-- start DOCUMENT EXCERPT --

Joker wearing his haypants

Joker wearing his haypants

I trudged into the corral. My boots and stomach were heavy. The morning light was violet against the dirty snow; making me feel the kind of sadness that comes when winter is too long. Last night’s hay lay on the ground, an undisturbed grassy island surrounded by untracked snow.

It had been almost a year since we said goodbye to my old mare, Baby Horse. Since then, Joker stood alone on the property for the first time since he came to live with us. Horses don’t like to be alone, and neither do half-horses. Joker was a hinny—the equine hybrid that is the result of crossing a stallion horse and a jenny donkey. I’ve heard hinnys sometimes called “backward mules,” but you can be sure there was nothing backward about Joker.

Joker was a small and solid character—four times half the horse (you do the math) as any other I have had known. Smart and sure-footed, he inherently knew the safest routes through timber, and was always my first pick to ride in the backcountry. He faithfully served as watch for the property, blowing loudly to signal potential danger from nearby bear or moose.

The other animals knew he was different, and sometimes treated him as such. He never quite fit into larger groups, and was often picked on or chased off feed by other horses. The relational dynamic improved when he had just one pasture companion. In this way, Joker and I were much the same.

Joker was always first line for love, and could stand hours for a good brushing. He had a mighty spirit, and an energy that radiated from the center of his sturdy, white body. I don’t pretend to know the capacity of animals to feel human emotion, but Joker sure seemed to feel true joy each spring, as he would race around the pasture in the sunshine kicking his short, compact kicks.

-- end DOCUMENT EXCERPT --
-- start DATA BLOCK --

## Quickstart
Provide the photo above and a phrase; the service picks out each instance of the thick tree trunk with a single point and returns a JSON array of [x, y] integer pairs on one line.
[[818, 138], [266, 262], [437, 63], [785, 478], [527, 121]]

-- end DATA BLOCK --

## SHORT EXERCISE
Go on with the piece about Joker the hinny from the point where it stops. The lines have nothing to do with this.

## RESPONSE TO THE EXERCISE
This morning, however, was not met with joy. He stood motionless and alone, a desperate mess of dirt dug up through the snow at this feet. I saw where he rolled on the ground and paced throughout the night. I called to him and he came, circled around me several times and pushed his forehead into my side, as if asking for help.

His eyes were asking for help. Asking for comfort.

I put my ear to the side of his misshapen belly, and his gut was quiet. I knew it would be. I offered him lavender to calm his anxiety, and massaged his body, which he allowed. He seemed weary from pain as he hung his head. I rubbed the insides of his fuzzy ears. It was the only comfort I could give him while we waited for the vet to make the trip from town.

After a time he decided to move, and I with him. He walked down a path cut into the steep side hill from years of use by horses and wildlife. Suddenly he stopped, and carefully bent his arthritic knees and lay down in the path.

With his head on the ground, next to me.

I sat with him there with my hand on the crest of his neck, feeling his breath become shallow, and watched his eyes sink deep behind his long, pale lashes. He seemed to leave his body as the pain blanketed him. I started to wonder if he might die right where he lay, but I had been here before, and knew that it was not likely.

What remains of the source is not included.